> [WHAT YOU WILL DO]: Extract every line of the material below verbatim. Omit the pictures.

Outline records

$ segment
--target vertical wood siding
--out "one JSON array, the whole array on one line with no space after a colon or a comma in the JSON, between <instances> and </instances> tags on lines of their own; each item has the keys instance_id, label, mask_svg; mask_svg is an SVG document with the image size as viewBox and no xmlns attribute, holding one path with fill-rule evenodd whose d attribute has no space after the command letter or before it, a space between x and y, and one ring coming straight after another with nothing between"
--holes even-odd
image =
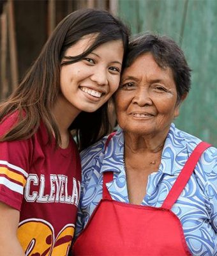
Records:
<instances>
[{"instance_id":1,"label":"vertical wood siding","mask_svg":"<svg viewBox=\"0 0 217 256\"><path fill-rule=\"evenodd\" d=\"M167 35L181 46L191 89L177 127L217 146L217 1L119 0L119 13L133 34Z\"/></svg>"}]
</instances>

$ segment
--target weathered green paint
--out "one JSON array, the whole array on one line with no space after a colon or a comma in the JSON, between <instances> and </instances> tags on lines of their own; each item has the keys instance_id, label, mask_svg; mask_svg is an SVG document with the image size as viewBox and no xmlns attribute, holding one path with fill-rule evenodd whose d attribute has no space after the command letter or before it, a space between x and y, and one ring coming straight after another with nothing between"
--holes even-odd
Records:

> [RESPONSE]:
$ segment
--target vertical wood siding
--out "one JSON array, the whole array on one line with no space after a colon or a comma in the JSON, between <instances> and </instances> tags on lines of their own; each item has the keys instance_id, label, mask_svg; mask_svg is an SVG document with the image size as viewBox and no xmlns attribute, holding one path with fill-rule evenodd whose d attribute has no space after the command letter or before it, a space between x and y, and one ring coming straight after another with nothing between"
--holes even-odd
image =
Records:
<instances>
[{"instance_id":1,"label":"vertical wood siding","mask_svg":"<svg viewBox=\"0 0 217 256\"><path fill-rule=\"evenodd\" d=\"M167 35L181 46L191 89L177 127L217 146L217 1L119 0L119 13L133 34Z\"/></svg>"}]
</instances>

$ segment
--target weathered green paint
--out "one JSON array, the whole array on one line with no space after a colon or a comma in the JSON, between <instances> and </instances> tags on lines of their own; each item has the keys instance_id, label, mask_svg; mask_svg is an SVG document with the image size as viewBox and no xmlns attribute, holding one path with fill-rule evenodd whose d attribute has no space after the command letter or before it, a space between x and y, and one ring coming straight after another with nothing between"
--holes even-odd
Records:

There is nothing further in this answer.